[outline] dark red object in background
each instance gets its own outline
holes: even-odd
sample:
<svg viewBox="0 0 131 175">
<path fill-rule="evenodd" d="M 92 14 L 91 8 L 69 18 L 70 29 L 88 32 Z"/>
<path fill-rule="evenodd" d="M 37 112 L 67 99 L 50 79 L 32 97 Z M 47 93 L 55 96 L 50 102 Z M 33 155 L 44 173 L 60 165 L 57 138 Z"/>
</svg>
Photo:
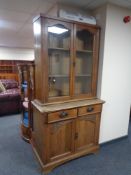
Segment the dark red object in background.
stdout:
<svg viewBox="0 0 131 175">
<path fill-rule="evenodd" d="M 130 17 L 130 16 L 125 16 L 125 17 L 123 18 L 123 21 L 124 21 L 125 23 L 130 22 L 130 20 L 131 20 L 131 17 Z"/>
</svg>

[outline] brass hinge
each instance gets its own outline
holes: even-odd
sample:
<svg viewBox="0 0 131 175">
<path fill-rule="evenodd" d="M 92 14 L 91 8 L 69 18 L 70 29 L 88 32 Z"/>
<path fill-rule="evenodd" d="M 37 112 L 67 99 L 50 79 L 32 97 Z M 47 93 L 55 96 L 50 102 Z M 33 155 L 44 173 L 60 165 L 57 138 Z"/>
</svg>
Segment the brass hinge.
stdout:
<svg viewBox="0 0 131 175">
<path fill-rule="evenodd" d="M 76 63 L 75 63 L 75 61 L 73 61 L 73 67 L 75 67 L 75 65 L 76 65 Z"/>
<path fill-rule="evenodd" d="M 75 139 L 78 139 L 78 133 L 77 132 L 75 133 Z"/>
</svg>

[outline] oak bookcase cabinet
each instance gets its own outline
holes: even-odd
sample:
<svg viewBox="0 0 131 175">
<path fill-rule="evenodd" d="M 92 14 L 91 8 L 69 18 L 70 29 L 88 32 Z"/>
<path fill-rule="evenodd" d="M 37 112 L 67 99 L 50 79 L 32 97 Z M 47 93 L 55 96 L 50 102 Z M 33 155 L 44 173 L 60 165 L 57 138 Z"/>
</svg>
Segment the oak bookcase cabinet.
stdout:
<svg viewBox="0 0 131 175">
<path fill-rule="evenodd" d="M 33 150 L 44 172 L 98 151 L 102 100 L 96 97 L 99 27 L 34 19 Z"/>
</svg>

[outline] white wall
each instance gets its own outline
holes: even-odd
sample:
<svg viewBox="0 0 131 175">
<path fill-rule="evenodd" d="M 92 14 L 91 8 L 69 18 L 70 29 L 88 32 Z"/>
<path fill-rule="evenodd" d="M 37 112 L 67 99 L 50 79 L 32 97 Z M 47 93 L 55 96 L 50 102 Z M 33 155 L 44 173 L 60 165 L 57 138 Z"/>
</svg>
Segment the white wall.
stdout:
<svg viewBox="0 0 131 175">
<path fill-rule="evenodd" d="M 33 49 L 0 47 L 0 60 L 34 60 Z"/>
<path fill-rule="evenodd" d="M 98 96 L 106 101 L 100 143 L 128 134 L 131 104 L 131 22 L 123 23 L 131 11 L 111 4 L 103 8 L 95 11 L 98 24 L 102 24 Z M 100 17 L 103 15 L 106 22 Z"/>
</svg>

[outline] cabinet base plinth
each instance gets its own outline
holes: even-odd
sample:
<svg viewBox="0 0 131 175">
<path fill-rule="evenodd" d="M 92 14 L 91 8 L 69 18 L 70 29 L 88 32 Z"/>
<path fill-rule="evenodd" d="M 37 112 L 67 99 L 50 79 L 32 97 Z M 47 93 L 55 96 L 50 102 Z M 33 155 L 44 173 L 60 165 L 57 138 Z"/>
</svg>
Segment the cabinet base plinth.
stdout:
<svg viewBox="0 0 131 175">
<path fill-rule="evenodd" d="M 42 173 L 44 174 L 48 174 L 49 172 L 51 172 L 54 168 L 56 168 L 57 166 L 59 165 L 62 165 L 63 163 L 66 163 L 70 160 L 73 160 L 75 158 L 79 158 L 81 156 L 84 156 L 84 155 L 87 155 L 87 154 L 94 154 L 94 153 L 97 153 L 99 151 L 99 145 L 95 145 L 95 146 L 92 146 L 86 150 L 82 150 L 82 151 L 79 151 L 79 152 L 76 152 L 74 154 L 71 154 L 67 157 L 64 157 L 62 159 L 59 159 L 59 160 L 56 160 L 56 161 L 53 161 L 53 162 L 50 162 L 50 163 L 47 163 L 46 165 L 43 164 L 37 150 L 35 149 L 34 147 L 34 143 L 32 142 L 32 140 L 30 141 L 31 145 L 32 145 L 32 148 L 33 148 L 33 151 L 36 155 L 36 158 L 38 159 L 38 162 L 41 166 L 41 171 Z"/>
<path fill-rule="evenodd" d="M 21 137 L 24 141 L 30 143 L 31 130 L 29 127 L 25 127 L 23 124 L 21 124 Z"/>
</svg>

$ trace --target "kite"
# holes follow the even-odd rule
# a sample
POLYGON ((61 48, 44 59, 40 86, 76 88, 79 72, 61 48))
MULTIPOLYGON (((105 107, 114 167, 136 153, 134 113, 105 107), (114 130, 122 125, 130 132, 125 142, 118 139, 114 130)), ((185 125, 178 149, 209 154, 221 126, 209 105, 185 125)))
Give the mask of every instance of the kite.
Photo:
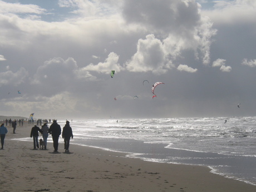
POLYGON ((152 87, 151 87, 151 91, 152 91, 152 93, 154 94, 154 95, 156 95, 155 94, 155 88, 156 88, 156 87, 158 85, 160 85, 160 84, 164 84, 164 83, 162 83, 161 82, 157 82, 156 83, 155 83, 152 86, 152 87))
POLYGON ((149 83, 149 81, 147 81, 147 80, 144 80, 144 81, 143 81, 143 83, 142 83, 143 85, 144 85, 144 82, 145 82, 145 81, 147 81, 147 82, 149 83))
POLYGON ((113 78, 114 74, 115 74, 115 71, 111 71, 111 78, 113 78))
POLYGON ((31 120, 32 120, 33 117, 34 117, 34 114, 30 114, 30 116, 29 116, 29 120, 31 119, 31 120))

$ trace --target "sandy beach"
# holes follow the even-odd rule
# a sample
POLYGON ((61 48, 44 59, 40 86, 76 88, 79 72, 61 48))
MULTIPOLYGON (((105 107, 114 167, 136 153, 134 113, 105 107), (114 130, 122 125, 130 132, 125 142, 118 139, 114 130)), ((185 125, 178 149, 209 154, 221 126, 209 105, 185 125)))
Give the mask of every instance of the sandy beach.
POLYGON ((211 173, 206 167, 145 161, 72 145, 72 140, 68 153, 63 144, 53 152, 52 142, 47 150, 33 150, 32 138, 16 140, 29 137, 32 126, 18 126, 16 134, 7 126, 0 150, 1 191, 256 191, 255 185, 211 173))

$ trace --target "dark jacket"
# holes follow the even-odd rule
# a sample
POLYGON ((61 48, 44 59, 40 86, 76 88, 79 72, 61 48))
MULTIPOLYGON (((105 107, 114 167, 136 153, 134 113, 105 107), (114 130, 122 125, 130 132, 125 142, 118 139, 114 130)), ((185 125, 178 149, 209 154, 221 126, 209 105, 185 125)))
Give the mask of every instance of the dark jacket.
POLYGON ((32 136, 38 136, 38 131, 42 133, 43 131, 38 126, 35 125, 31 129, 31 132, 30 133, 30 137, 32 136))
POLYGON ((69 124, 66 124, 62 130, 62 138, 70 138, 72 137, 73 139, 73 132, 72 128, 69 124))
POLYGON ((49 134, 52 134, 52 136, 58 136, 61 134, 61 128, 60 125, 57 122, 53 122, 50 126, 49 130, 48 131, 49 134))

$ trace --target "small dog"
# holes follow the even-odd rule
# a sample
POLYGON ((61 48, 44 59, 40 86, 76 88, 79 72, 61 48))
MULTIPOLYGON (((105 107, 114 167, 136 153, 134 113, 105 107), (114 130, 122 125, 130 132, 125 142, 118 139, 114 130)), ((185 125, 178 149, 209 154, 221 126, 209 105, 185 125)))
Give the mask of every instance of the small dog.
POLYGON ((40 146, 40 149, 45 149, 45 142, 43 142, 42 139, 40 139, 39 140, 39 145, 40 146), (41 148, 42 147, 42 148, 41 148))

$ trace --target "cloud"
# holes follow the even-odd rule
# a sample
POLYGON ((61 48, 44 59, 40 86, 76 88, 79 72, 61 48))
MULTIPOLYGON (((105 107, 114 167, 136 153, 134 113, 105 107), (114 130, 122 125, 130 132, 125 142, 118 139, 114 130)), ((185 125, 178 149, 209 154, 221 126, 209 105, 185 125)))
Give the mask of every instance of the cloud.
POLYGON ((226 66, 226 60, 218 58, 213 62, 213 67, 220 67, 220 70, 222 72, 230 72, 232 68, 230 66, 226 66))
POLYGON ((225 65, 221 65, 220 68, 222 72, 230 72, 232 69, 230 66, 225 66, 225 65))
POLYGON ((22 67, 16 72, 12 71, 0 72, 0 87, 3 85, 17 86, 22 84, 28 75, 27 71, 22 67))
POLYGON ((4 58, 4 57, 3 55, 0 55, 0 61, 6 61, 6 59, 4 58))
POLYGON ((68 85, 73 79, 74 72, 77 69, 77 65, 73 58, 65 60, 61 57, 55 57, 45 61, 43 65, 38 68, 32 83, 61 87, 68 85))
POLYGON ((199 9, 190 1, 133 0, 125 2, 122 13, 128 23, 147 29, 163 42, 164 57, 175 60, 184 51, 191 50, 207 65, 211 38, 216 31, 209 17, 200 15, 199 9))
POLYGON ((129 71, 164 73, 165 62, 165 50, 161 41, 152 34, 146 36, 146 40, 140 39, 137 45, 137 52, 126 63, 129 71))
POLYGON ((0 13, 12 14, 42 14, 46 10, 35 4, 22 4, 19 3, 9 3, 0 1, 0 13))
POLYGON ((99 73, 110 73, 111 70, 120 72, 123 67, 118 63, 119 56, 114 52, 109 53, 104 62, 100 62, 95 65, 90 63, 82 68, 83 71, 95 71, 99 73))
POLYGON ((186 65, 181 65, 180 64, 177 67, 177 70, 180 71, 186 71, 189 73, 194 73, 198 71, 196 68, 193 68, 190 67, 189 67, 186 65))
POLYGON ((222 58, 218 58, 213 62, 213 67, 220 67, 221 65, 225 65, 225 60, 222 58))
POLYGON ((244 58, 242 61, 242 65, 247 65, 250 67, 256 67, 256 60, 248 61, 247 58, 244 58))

* * *

- [Written task]: Pick out every line above that contains the word "background" and copy each one.

- [Answer for the task]:
[outline] dark red object in background
Segment the dark red object in background.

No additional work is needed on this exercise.